*** Opening of Selected excerpt ***

Pardon me but I have severe flatulence presently
Does your wife know where you are?
I posted these a while back in a thread titled "Things You'll Never hear a Stripper Say":
Ooh, baby, your dick is.....kinda small, actually.
Put your money away. No way I'll dance for you. Paunchy, balding middle-aged guys gross me out.
College? Not for me. I spend all my money on drugs. Heroin, mostly.
You may think I'm smiling like I'm enjoying this, but I'm just thinking about how my boyfriend is gonna fuck my brains out after work.
Just for you? Are you kidding? I do this for any guy with a twenty.
Sweetie, you smell really bad. Ever hear of soap?
Do I like my job? Get real! It's a living hell, but I'm too lazy to do real work.
I could say I'll be right back but I won't. You can drop dead now for all I care.

*** Close of Selected excerpt ***
*** Opening of Excerpted records ***

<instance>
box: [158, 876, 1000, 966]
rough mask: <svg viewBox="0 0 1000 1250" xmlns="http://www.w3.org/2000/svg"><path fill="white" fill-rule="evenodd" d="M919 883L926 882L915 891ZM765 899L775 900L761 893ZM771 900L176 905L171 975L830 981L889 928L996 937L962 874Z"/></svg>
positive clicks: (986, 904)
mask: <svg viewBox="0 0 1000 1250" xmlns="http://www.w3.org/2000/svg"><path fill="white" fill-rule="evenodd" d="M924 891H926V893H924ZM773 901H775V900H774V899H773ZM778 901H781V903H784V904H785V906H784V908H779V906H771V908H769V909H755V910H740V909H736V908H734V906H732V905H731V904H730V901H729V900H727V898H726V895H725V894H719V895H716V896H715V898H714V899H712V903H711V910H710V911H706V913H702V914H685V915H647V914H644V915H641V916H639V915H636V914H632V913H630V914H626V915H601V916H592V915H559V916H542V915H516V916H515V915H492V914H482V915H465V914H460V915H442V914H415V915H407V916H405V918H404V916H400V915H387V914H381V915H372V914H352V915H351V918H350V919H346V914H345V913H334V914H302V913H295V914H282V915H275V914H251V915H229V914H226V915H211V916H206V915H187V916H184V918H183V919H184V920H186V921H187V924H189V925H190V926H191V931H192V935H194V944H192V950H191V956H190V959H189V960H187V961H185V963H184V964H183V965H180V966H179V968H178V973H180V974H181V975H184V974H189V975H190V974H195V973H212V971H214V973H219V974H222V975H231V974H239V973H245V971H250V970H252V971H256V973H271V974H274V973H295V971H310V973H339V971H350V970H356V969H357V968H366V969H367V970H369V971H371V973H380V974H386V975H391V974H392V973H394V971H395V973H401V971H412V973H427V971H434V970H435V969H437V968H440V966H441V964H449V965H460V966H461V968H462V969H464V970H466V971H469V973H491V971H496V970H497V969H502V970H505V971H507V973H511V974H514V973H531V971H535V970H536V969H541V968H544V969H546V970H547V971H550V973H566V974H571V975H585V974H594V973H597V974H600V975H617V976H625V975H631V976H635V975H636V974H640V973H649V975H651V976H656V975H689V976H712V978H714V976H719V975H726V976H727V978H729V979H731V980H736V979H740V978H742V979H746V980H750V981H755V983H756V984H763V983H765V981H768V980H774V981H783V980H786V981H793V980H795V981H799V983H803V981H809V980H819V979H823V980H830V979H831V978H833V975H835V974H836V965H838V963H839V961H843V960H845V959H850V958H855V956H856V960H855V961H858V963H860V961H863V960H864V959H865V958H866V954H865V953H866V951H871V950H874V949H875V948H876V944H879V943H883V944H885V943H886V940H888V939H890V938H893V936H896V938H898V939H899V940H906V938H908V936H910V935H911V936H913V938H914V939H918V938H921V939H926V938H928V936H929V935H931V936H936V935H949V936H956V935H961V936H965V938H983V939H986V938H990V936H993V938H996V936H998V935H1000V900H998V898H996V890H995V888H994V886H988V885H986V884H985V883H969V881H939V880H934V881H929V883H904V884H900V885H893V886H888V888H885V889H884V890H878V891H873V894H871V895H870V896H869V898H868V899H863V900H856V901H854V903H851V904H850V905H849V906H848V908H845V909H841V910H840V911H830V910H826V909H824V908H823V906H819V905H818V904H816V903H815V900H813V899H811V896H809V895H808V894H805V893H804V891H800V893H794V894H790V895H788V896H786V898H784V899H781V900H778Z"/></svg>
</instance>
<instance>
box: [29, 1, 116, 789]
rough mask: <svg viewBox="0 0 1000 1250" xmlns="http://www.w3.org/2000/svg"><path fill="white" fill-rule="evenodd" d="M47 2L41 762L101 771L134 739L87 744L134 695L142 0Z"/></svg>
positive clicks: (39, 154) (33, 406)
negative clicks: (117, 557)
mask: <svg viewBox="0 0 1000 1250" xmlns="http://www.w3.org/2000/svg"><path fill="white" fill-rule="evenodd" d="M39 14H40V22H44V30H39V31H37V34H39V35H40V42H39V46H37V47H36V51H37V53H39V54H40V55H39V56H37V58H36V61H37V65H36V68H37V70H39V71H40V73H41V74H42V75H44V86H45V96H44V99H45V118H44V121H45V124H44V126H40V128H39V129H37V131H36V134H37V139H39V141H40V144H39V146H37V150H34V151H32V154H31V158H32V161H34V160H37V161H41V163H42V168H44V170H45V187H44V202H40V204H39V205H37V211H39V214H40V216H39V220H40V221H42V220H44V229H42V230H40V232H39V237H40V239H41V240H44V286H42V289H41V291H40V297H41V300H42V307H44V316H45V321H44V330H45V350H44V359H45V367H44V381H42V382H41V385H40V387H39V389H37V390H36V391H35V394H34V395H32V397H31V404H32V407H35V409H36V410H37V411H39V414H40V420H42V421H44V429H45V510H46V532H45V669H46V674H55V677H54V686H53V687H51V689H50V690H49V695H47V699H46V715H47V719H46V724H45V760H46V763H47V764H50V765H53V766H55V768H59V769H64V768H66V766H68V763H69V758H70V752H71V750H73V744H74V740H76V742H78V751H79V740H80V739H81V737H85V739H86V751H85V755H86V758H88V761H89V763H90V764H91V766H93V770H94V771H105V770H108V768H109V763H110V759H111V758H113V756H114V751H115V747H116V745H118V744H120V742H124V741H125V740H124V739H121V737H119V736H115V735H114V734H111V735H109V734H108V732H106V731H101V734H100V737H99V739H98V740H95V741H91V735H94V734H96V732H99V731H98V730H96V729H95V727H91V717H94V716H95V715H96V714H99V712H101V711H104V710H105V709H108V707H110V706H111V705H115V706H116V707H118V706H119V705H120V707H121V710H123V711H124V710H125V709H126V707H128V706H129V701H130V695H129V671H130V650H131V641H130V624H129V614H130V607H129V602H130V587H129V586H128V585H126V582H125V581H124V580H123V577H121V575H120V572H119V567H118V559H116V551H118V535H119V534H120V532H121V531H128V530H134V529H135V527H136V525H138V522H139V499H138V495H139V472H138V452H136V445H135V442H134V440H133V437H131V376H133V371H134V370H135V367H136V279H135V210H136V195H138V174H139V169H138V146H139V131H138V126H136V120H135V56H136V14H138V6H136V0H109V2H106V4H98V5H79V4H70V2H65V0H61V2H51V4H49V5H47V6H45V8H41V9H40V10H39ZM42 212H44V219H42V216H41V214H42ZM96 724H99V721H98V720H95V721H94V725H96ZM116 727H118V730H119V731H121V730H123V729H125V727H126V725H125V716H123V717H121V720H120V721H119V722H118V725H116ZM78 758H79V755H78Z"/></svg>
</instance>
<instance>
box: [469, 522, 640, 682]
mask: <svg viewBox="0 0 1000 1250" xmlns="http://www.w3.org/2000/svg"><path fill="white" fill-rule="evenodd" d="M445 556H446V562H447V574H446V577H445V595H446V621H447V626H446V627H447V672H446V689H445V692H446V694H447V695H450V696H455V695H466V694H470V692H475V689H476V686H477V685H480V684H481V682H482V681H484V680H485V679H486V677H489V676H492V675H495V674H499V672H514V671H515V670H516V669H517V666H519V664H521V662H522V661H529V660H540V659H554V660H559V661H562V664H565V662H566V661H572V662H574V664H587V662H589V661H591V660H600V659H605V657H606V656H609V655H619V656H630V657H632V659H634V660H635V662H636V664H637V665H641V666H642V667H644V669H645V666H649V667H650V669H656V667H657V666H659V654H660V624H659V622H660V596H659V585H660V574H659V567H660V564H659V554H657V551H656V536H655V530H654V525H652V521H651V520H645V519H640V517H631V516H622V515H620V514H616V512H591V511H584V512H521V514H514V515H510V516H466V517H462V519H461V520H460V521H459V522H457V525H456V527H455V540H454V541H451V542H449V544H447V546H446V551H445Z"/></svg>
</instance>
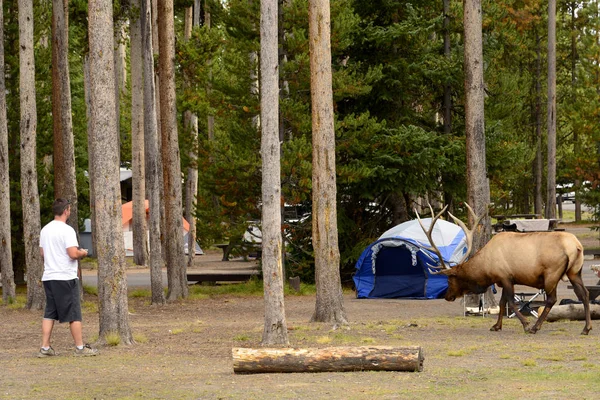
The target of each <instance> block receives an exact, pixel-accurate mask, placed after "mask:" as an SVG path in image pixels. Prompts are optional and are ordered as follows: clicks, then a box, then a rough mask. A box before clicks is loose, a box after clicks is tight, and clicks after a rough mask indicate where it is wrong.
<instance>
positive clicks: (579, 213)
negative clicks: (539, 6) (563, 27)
mask: <svg viewBox="0 0 600 400" xmlns="http://www.w3.org/2000/svg"><path fill="white" fill-rule="evenodd" d="M569 5H570V7H571V93H572V95H573V97H572V99H571V101H572V102H573V103H572V104H577V58H578V55H577V38H578V32H577V27H576V25H575V21H576V18H577V17H576V11H575V10H576V9H577V7H579V3H578V2H574V1H572V2H570V4H569ZM573 152H574V153H575V154H581V143H580V141H579V128H578V127H577V125H576V124H574V125H573ZM574 183H575V185H574V186H575V190H576V192H575V222H581V196H580V191H579V188H580V187H581V180H580V179H575V182H574ZM561 200H562V199H561ZM559 204H560V203H559ZM560 205H562V204H560ZM561 211H562V207H561ZM559 218H560V219H562V215H560V217H559Z"/></svg>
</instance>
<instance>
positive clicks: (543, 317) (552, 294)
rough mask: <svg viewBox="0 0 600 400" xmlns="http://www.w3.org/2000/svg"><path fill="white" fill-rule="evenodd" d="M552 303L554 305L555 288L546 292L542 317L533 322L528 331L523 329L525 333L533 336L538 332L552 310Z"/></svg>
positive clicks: (541, 326)
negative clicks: (527, 333) (532, 323)
mask: <svg viewBox="0 0 600 400" xmlns="http://www.w3.org/2000/svg"><path fill="white" fill-rule="evenodd" d="M554 303H556V287H555V288H554V289H552V290H551V291H546V305H545V306H544V311H542V315H540V316H539V317H538V319H537V321H535V324H534V325H533V326H532V327H531V328H530V329H525V331H526V332H527V333H531V334H534V333H536V332H537V331H539V330H540V328H541V327H542V324H543V323H544V321H545V320H546V317H547V316H548V313H549V312H550V310H551V309H552V306H554Z"/></svg>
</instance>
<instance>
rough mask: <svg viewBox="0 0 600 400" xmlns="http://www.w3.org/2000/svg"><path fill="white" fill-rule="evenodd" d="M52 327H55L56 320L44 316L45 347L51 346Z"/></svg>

*** Close of Excerpted records ***

[Task requirements]
- 1) Summarize the stripper jokes in two sentences.
- 2) In the stripper jokes, give the text from "You may think" to "hear of soap?", substituting "fifty" for "twenty".

[Solutions by task]
- 1) The poster shares lines they had posted earlier in a thread called "Things You'll Never hear a Stripper Say." In these lines, a stripper insults customers' looks and smell, admits to spending her money on drugs, and says she hates the job and dances for anyone with a twenty.

- 2)
You may think I'm smiling like I'm enjoying this, but I'm just thinking about how my boyfriend is gonna fuck my brains out after work.
Just for you? Are you kidding? I do this for any guy with a fifty.
Sweetie, you smell really bad. Ever hear of soap?